**EXCERPT**:
__________________________________________________

The thing about a) is that often the kids aren't stupid but they've just
gotten a bad explanation. I find that a one on one with a no-nonsense
explanation and enough examples clears everything up and suddenly you're a
hero. The thin about b) is that you might need to know things specific to the
type of thing you're helping with (eg, SATs) but you're more likely to get
repeat jobs from the same customer.

The marketing scheme here is mostly word of mouth. You can put up signs and
that'll get you some business but once you successfully help your first couple
of students the word spreads like wildfire between stressed parents and you
suddenly have a reputation. Your reputation is very important so don't scam
your clients, work on giving a good impression and maybe even give occasional
freebies to regulars.

------
failquicker
I don't know if it will be possible to do where you are, but I mowed lawns for
years on the side. Even after I had a "successful" startup. I enjoyed having
something completely non-technical to do and it actually let my mind reboot.

__________________________________________________

**DATA RECORDS**:
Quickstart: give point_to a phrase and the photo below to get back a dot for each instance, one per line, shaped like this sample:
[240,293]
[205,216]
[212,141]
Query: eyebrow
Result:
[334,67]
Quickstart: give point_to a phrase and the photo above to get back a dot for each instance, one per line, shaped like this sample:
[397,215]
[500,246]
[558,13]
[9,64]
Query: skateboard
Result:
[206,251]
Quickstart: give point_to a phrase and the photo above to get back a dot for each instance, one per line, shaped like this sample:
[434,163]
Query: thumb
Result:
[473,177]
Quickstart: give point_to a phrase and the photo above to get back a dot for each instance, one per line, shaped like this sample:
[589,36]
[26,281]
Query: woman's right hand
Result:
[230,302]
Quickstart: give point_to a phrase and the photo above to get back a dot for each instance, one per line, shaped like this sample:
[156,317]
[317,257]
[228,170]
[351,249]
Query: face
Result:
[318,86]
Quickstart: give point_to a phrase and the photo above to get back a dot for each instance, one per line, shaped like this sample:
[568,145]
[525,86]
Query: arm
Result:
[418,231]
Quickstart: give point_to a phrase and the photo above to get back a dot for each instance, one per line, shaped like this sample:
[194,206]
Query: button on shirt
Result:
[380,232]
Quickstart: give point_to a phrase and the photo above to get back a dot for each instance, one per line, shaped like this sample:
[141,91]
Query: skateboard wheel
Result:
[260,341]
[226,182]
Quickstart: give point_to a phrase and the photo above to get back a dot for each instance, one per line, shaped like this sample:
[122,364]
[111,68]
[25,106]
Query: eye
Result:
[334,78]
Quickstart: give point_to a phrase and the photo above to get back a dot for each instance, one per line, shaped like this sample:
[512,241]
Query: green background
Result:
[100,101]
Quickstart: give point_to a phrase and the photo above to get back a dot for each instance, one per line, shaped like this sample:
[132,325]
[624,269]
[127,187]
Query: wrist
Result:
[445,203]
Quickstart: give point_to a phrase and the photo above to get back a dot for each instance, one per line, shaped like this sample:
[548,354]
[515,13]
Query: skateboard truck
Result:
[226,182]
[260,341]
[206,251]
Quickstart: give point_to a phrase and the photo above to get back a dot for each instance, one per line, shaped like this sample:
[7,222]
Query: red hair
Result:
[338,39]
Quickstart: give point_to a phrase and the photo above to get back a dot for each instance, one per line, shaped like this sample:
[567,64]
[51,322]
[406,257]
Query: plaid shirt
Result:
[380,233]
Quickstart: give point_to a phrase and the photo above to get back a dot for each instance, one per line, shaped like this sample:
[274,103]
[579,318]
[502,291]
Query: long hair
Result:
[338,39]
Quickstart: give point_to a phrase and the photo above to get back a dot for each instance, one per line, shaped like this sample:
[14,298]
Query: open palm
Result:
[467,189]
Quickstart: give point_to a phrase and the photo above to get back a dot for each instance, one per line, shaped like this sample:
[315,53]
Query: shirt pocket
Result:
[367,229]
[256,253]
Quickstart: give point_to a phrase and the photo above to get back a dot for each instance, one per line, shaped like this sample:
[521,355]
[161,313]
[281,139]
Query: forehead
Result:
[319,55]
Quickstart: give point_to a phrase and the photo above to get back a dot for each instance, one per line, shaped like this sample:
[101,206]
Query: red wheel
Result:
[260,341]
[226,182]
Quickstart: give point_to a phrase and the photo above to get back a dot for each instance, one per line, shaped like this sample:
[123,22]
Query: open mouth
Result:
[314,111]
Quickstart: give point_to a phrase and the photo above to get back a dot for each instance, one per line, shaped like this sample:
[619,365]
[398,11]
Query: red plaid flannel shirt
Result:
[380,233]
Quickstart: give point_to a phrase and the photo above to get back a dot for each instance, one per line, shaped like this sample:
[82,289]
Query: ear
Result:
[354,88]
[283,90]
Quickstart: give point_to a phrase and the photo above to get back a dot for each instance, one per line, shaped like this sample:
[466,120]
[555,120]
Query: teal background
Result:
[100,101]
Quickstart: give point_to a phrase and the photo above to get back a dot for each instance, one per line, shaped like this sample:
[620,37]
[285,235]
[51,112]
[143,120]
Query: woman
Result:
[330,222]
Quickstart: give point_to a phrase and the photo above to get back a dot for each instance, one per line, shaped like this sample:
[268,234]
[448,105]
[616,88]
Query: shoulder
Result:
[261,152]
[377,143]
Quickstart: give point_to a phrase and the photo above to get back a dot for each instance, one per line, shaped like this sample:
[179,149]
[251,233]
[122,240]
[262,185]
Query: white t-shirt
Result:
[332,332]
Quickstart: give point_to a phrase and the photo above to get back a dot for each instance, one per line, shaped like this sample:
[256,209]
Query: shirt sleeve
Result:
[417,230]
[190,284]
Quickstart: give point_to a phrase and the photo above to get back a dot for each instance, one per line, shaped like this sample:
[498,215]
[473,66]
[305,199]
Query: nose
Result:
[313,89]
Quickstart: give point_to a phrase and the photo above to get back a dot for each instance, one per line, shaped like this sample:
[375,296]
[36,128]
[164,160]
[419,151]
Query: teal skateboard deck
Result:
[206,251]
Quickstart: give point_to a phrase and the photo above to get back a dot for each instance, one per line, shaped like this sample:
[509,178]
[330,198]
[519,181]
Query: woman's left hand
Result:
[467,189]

__________________________________________________

**ACTIONS TO TAKE**:
a. From the forum thread on side work, list the pieces of advice given for protecting a tutor's reputation.
b. Write the next part of the forum thread on side work, picking up after its final sentence.

**RESPONSE LIST**:
a.
- Don't scam your clients.
- Work on giving a good impression.
- Give occasional freebies to regulars.

b.
And before anyone scoffs, the pay is actually pretty decent relative to the
time invested. Don't believe me? Call up a landscaping service and get a quote
for your yard. There is some initial costs for equipment, but it's definitely
something that is scalable. You can get a used lawnmower for less than $50. It
doesn't have to be great, little push mowers are work horses and damn near
indestructible. Especially anything with a Briggs and Straton Motor. But like
I said, this will only be relevant if you live in a part of the country you
can mow lawns in.

And on your comment about working in a cafe. I have often thought about how
great it would be if someone started a "Startup Cafe" with a rag tag group
employees that were all working on their own projects. Somewhere you could
pick up a few hours in your odd spare time and still be in a stimulating
environment. Maybe have a laptop setup next to the server stand for a few
snippets in your downtime. Someone start working on that! I'll buy my coffee
there.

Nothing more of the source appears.